_EXERCISE AIM_.
When you reach the line containing "Query: blue sky" in the entries below, start writing out each line exactly, and stop after the line containing "Query: black tire".

RAW DATA: Begin

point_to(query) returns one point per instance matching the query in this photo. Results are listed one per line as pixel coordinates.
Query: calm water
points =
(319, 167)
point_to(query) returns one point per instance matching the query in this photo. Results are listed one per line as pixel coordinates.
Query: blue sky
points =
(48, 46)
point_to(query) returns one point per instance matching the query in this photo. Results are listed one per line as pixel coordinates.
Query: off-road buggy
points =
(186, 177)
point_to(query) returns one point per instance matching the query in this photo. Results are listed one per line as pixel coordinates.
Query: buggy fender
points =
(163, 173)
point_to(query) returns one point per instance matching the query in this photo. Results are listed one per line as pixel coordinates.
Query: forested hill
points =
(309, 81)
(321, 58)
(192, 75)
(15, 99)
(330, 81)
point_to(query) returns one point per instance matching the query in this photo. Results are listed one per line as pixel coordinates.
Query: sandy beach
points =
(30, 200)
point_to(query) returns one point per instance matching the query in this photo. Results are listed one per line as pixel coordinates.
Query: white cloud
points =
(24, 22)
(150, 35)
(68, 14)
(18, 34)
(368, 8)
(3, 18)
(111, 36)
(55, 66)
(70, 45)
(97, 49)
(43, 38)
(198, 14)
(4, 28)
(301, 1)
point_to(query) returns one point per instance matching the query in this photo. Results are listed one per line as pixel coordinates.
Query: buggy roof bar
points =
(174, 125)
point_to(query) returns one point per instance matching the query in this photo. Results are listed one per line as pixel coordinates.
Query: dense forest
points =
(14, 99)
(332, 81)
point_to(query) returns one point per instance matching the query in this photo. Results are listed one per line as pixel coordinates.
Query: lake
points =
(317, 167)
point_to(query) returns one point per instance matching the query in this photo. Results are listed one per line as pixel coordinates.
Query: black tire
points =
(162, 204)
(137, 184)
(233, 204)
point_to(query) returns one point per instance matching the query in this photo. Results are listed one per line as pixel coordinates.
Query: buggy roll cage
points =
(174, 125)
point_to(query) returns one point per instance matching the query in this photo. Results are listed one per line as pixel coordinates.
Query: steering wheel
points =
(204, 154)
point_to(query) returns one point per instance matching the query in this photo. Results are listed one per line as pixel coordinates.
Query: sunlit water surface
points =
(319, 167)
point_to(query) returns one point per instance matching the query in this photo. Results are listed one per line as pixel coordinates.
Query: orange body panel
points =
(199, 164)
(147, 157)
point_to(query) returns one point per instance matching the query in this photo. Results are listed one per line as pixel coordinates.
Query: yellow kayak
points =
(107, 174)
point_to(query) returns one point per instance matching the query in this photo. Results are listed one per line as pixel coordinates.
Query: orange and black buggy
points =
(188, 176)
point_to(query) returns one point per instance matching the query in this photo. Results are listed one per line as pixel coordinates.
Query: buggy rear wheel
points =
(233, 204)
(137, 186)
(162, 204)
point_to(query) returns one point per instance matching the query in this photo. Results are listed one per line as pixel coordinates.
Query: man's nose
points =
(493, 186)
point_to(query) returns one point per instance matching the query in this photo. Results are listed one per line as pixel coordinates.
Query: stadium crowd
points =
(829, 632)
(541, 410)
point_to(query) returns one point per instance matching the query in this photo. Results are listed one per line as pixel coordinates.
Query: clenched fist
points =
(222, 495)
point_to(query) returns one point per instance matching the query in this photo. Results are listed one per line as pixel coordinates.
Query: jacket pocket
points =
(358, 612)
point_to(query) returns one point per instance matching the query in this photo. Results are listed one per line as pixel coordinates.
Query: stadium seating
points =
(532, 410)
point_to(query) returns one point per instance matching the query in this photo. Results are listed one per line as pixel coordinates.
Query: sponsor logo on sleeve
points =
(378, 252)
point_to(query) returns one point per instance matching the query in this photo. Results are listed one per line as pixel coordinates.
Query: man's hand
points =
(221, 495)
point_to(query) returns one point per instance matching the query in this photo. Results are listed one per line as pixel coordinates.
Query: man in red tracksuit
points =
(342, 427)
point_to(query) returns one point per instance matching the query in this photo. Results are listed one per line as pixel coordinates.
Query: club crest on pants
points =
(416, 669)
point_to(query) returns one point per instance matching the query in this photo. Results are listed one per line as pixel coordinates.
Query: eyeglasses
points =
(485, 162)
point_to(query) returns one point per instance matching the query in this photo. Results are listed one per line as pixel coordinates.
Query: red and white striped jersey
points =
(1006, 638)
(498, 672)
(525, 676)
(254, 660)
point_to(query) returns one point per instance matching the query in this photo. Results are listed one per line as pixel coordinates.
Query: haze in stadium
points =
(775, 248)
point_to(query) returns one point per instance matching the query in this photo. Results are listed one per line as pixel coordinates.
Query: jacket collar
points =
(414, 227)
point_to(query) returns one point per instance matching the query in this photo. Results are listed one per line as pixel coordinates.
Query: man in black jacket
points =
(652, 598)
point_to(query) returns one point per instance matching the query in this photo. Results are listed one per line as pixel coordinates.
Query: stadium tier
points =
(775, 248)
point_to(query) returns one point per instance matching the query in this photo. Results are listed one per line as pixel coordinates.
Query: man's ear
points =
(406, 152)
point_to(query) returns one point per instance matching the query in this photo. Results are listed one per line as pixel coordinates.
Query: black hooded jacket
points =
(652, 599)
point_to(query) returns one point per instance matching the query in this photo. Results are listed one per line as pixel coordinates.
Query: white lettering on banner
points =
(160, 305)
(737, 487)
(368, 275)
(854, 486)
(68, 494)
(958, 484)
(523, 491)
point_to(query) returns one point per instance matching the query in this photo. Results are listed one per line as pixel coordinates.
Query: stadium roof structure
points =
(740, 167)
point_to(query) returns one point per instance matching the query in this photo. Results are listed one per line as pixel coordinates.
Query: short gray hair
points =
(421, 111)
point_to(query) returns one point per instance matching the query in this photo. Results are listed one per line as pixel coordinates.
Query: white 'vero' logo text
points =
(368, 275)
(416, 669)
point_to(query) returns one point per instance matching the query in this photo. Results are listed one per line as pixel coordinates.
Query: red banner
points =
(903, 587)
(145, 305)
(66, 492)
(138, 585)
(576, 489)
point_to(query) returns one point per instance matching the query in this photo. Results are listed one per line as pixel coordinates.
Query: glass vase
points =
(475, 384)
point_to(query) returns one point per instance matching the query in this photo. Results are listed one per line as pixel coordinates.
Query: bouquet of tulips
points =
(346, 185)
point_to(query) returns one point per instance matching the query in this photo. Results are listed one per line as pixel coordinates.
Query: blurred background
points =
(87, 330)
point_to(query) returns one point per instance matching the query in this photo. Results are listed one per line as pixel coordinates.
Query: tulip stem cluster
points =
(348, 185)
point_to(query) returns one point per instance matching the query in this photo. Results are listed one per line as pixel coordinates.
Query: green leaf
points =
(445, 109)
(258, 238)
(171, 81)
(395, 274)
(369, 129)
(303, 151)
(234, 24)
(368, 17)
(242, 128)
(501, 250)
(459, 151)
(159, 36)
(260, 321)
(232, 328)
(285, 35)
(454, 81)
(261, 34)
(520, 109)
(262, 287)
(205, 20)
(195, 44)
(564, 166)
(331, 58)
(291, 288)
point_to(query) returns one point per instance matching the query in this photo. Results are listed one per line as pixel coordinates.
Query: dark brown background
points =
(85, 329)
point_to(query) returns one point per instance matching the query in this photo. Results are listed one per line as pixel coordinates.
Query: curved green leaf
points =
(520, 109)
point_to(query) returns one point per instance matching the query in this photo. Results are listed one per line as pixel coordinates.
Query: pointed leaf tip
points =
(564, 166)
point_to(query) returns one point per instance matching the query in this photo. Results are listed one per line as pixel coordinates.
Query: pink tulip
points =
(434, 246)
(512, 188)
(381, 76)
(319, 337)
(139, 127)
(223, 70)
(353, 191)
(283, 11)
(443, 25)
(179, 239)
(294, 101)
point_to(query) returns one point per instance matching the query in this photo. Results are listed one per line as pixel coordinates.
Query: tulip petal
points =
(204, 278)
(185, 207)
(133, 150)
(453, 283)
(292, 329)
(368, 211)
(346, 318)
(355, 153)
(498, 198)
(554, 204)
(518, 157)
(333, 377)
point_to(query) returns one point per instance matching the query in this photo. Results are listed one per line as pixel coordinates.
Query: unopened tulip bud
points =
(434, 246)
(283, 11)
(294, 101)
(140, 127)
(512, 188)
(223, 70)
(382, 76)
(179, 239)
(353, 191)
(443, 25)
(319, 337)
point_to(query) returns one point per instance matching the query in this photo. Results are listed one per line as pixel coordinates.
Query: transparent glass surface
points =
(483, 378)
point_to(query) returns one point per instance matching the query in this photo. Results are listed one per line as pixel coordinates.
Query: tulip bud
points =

RAW DATA: End

_RESULT FOR THIS TASK_.
Query: blue sky
points =
(48, 46)
point_to(query) returns one point per instance matching the query in this photo. Results are listed one per line as pixel coordinates.
Query: off-road buggy
points =
(186, 177)
point_to(query) returns one point per instance matching the query in this photo. Results are listed one per line as pixel coordinates.
Query: buggy fender
points =
(163, 173)
point_to(query) returns one point per instance matching the query in this photo. Results are listed one per line as pixel coordinates.
Query: forested hill
points =
(309, 81)
(321, 58)
(192, 75)
(15, 99)
(330, 81)
point_to(query) returns one point per instance matching the query in this photo. Results are listed one per line as pixel coordinates.
Query: sandy beach
points =
(30, 200)
point_to(query) returns one point per instance matching the query in this photo. Results are listed one per line as pixel coordinates.
Query: white cloud
points =
(24, 22)
(150, 35)
(68, 14)
(18, 34)
(368, 8)
(3, 18)
(111, 36)
(55, 66)
(70, 45)
(97, 49)
(43, 38)
(198, 14)
(4, 28)
(301, 1)
point_to(query) returns one point per instance matching the query in this photo. Results are listed one per line as pixel coordinates.
Query: buggy roof bar
points =
(174, 125)
point_to(query) returns one point per instance matching the query in this photo. Results are listed one per line as pixel coordinates.
Query: dense forest
points =
(14, 99)
(332, 81)
point_to(query) returns one point per instance matching the query in this photo. Results are listed one per line as pixel coordinates.
Query: lake
points =
(317, 167)
point_to(query) returns one point per instance matching the query in this photo. Results are listed one per line as pixel coordinates.
Query: black tire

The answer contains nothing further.